* Data records
------

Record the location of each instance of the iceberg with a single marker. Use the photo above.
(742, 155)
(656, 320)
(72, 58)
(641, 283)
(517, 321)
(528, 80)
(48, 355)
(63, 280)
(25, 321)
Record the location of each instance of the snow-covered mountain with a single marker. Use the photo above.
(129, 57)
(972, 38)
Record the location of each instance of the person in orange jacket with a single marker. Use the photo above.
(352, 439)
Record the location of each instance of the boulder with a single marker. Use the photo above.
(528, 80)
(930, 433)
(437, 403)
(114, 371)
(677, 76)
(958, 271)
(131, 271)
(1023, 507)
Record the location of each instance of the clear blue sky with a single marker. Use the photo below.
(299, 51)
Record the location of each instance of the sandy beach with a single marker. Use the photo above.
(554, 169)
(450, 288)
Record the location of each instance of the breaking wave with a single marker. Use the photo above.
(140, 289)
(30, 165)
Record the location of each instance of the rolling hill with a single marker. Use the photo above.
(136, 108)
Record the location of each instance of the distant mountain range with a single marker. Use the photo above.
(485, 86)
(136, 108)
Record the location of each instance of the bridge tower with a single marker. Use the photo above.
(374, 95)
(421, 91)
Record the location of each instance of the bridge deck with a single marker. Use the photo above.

------

* Work request
Please return every line of the data, unaltered.

* Finished task
Record the location of each instance of the iceberg with a single marker. Use the photo above.
(742, 155)
(656, 320)
(72, 58)
(641, 283)
(517, 321)
(528, 80)
(48, 355)
(63, 280)
(25, 321)
Record the location of each instance of the snow-covered mountain with a single marker. Use the photo above.
(129, 57)
(972, 38)
Record the location of each instance of the person in orange jacket with a single marker. Use the photo above.
(352, 439)
Record the location of each instance of the boulder with a single marker. Use the photo above.
(528, 80)
(930, 433)
(437, 403)
(114, 371)
(677, 76)
(958, 271)
(131, 271)
(1023, 507)
Record the location of each instance of the clear blue sky with a single marker. Use the photo below.
(299, 51)
Record the location of each instance of the sandy beach with a single marker. Use the photo above.
(554, 169)
(450, 288)
Record the location of each instance of the breaking wave with a single marker. Use the photo above.
(140, 289)
(30, 165)
Record the location of each instance of the rolling hill with a single marker. Use the photo above.
(136, 108)
Record the location of each instance of the distant mountain range with a single marker. Use the photo above.
(485, 86)
(136, 108)
Record the location of each instance of the bridge tower with a single marker. Use the photo above.
(374, 95)
(421, 91)
Record the location of each instance of the bridge deck with a single marker. Use the photo above.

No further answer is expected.